**PROBLEM DETAILS**: Would you transcribe the records word for word, please?

**PROVIDED RECORDS**:
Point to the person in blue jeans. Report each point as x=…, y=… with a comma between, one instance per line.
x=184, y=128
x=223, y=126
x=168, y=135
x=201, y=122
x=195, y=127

**YOUR RESPONSE**:
Point to the person in blue jeans. Report each point as x=…, y=… with a comma between, one instance per line.
x=184, y=128
x=223, y=126
x=168, y=135
x=201, y=122
x=195, y=127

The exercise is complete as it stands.